Archival records are paper documents or computer files preserved by organizations and institutions as evidence of events that are important to that organization or institution. For example, records of office discipline referrals are stored by schools, along with records of attendance, grades, and academic test scores. Other examples of archival records include (a) arrest and incarceration records kept by the police; (b) medical records kept by doctors, dentists, pharmacies, clinics, and hospitals; (c) vital statistics of births and deaths kept by county governments; and (d) marriage records kept by churches and governments. Families, businesses, departments of motor vehicles, historians, and the public in general find value in maintaining records.

Institutional records are kept because they contain information about events that are important in and of themselves. For example, being arrested and being referred to the principal's office are important events for everyone involved or affected (e.g., offender and offender's family and friends, authority and persons responsible for documentation, observers and bystanders, taxpayers).

In any society, questions arise about crime, school discipline, hospitalizations, and other events that can be answered by a study of institutional records. Analysis of relevant archival data may be the most practical and efficient way to find answers to research questions. Institutional records are well suited for studies covering long periods of time, covering many areas of the country, or involving large sample populations. In addition, regularly scheduled reviews of internal data greatly facilitate formative evaluation and ongoing monitoring of important events within an institution.

*SUPPLIED DATA:*
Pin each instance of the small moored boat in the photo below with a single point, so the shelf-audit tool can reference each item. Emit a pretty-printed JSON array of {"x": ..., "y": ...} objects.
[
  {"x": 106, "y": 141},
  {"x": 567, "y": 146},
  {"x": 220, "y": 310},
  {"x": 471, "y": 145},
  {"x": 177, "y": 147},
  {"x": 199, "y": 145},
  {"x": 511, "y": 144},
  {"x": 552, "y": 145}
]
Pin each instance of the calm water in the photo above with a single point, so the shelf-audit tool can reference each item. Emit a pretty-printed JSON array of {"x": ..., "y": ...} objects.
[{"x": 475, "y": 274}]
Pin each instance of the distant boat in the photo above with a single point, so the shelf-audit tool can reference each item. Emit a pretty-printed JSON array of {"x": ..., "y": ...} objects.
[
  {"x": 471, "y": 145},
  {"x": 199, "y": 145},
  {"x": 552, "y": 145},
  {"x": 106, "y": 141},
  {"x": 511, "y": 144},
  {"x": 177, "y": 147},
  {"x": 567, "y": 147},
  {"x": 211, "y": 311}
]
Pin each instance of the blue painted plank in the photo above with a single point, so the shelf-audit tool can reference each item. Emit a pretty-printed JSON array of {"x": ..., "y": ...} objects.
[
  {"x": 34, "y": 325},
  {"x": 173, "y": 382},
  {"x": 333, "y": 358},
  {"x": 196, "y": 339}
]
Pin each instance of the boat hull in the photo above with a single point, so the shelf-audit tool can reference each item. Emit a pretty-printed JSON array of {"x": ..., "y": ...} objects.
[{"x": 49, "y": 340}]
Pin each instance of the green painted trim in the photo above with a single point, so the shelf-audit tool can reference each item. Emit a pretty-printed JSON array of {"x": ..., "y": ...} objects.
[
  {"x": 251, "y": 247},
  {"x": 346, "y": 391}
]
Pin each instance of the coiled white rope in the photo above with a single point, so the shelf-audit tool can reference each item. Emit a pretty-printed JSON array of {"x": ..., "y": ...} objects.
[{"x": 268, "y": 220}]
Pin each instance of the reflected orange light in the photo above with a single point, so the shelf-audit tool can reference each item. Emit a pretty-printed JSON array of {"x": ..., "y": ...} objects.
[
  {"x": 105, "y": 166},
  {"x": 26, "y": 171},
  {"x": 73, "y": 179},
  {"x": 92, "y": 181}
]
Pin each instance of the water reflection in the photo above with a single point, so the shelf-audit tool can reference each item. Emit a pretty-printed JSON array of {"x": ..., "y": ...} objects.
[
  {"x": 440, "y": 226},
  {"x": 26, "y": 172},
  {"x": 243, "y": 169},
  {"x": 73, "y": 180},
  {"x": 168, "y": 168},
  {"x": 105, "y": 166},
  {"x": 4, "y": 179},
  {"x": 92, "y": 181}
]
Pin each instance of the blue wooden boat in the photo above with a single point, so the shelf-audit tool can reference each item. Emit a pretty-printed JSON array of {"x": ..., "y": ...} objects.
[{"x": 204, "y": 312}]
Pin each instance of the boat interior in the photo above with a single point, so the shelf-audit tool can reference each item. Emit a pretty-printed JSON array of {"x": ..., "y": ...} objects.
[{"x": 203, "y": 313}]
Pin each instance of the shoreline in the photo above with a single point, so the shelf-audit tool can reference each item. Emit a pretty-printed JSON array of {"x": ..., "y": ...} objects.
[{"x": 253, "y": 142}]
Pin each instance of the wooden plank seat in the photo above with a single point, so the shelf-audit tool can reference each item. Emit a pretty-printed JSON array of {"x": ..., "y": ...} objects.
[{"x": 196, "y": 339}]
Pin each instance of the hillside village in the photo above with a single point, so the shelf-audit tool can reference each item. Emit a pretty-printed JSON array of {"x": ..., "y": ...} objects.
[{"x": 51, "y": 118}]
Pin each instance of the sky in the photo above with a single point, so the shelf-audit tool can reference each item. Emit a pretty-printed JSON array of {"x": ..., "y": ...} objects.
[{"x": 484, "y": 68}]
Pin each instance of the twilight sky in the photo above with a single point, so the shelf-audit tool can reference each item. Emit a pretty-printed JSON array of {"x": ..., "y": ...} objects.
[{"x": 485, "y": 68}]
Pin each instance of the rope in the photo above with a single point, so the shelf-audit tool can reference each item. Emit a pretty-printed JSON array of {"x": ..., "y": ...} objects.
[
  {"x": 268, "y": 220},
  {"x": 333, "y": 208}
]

*PARTS OF THE EXERCISE:*
**A)** In the passage on archival records, which records do schools keep along with office discipline referrals?
**B)** Write the next part of the passage on archival records, following on from its last sentence.

*RESPONSES BY ITEM NUMBER:*
**A)** Schools keep records of attendance, grades, and academic test scores.

**B)**
School archival records are particularly important in relation to behavior management because school staff produce records of serious behavior problems. These records are a valuable source of information about the way a school serves students. Prevention efforts, behavioral interventions, special education, and counseling services typically are documented, as well as outcomes for the student, such as academic achievement, suspensions, expulsion, dropout, or high school graduation. Other types of information typically found in school archives include attendance, school transfers and placements, psychologists' evaluations, reports of suspected abuse or neglect, records of accidents or injuries in nurses' logs, and documentation of functional behavioral assessments.

Research

Archival records are valuable sources of research data for at least three reasons: (1) the events were documented because they are important; (2) long periods of time and many people can be studied relatively quickly, unobtrusively, and inexpensively; and (3) although they may be a challenge to analyze, the researcher who demonstrates a difference using data from institutional records can be fairly confident that the difference is real and that it is important to everyone who is in any way involved with, or affected by, the institution.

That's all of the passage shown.